**Exercise brief**
Can you copy every line below character for character, leaving the pictures out of your answer?
--*--
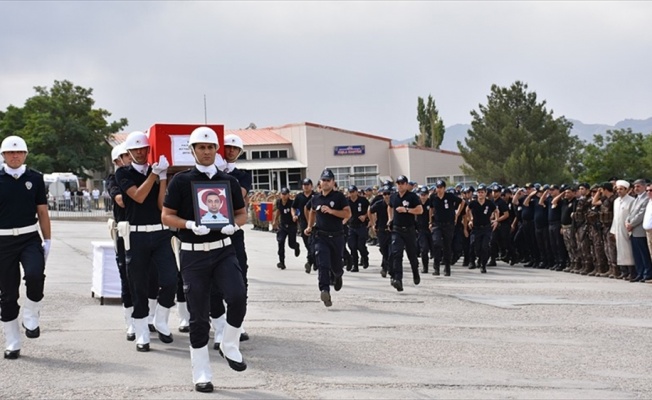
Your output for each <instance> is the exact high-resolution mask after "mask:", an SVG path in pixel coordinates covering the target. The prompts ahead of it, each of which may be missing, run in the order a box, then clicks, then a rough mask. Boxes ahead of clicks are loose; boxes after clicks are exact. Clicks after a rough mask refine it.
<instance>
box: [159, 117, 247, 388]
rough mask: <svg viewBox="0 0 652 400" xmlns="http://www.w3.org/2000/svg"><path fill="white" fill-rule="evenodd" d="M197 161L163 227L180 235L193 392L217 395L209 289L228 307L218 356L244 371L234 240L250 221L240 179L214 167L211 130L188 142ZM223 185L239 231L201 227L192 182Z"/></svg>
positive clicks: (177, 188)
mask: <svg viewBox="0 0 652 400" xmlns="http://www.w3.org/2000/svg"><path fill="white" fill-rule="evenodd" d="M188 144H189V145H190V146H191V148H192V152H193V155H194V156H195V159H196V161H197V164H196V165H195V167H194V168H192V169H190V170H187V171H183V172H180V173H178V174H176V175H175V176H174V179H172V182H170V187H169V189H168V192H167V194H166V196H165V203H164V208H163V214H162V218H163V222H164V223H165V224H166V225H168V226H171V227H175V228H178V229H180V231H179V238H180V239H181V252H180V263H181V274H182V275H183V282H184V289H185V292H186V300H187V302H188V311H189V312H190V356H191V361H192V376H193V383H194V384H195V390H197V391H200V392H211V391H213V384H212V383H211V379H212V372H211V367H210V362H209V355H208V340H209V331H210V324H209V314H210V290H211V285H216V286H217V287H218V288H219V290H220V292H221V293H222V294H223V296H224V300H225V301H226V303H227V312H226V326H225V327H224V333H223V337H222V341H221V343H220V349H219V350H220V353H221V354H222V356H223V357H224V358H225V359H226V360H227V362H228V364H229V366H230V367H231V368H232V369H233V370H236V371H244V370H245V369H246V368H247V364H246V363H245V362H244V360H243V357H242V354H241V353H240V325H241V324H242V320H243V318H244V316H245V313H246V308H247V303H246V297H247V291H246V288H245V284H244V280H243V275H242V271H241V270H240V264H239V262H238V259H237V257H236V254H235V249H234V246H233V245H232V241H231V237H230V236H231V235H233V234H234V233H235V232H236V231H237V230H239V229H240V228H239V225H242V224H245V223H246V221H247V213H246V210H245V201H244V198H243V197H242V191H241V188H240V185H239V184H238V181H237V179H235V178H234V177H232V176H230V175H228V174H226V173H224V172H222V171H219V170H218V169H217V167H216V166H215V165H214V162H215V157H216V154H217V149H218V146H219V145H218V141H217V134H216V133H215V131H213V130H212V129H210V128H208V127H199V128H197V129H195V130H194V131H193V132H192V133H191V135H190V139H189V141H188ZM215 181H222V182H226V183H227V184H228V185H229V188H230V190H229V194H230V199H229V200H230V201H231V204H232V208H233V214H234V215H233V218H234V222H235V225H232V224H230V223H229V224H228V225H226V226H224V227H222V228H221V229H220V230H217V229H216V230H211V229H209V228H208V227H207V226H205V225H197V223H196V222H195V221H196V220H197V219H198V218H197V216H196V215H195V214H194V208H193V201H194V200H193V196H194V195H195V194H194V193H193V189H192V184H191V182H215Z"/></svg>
--*--
**Expected answer**
Your output for each <instance> is the exact high-resolution mask after "mask:", an SVG path in pixel coordinates covering the target. The prompts ahead of it, each of which may be missing, run in the order a box, then clicks, then a rough mask. Boxes ahead of clicks are loose; boxes after clicks are exact. Clicks after a rough mask refine it.
<instance>
box: [159, 117, 247, 388]
rough mask: <svg viewBox="0 0 652 400" xmlns="http://www.w3.org/2000/svg"><path fill="white" fill-rule="evenodd" d="M197 161L163 227L180 235L193 392L217 395L209 289L228 307L218 356L244 371L234 240L250 221L240 179L214 167L211 130L188 142ZM223 185L239 231L201 227L192 182Z"/></svg>
positive clicks: (177, 188)
mask: <svg viewBox="0 0 652 400" xmlns="http://www.w3.org/2000/svg"><path fill="white" fill-rule="evenodd" d="M188 144H189V145H190V146H191V148H192V152H193V155H194V156H195V159H196V161H197V164H196V165H195V167H194V168H192V169H190V170H187V171H183V172H180V173H178V174H176V175H175V176H174V179H172V182H170V187H169V189H168V192H167V194H166V196H165V203H164V208H163V214H162V218H163V222H164V223H165V224H166V225H168V226H171V227H175V228H178V229H180V231H179V238H180V239H181V252H180V263H181V274H182V275H183V282H184V289H185V292H186V300H187V302H188V311H189V312H190V356H191V361H192V376H193V383H194V384H195V390H197V391H200V392H211V391H213V384H212V383H211V379H212V372H211V367H210V362H209V355H208V340H209V331H210V324H209V314H210V290H211V285H216V286H217V287H218V288H219V290H220V292H221V293H222V294H223V296H224V300H225V301H226V303H227V312H226V326H225V327H224V333H223V337H222V341H221V343H220V349H219V350H220V353H221V354H222V356H223V357H224V358H225V359H226V360H227V362H228V364H229V366H230V367H231V368H232V369H233V370H236V371H244V370H245V369H246V368H247V364H246V363H245V362H244V360H243V357H242V354H241V353H240V325H241V324H242V320H243V318H244V316H245V313H246V308H247V303H246V297H247V291H246V288H245V284H244V280H243V275H242V271H241V270H240V264H239V262H238V259H237V257H236V254H235V249H234V246H233V245H232V241H231V237H230V236H231V235H233V234H234V233H235V232H236V231H237V230H239V229H240V228H239V225H242V224H245V223H246V221H247V213H246V210H245V201H244V198H243V197H242V191H241V188H240V185H239V184H238V181H237V179H235V178H234V177H232V176H230V175H228V174H226V173H224V172H222V171H219V170H218V169H217V167H216V166H215V165H214V162H215V157H216V154H217V149H218V146H219V145H218V141H217V134H216V133H215V131H213V130H212V129H210V128H208V127H199V128H197V129H195V130H194V131H193V132H192V133H191V135H190V139H189V141H188ZM215 181H222V182H226V183H227V184H228V185H229V188H230V190H229V194H230V199H229V200H230V201H231V204H232V208H233V214H234V215H233V218H234V222H235V225H232V224H230V223H229V224H228V225H226V226H224V227H222V228H221V229H220V230H217V229H216V230H211V229H209V228H208V227H207V226H205V225H197V223H196V222H195V221H196V220H197V219H198V218H197V216H196V215H195V214H194V208H193V201H194V200H193V196H194V195H195V194H194V193H193V189H192V184H191V182H215Z"/></svg>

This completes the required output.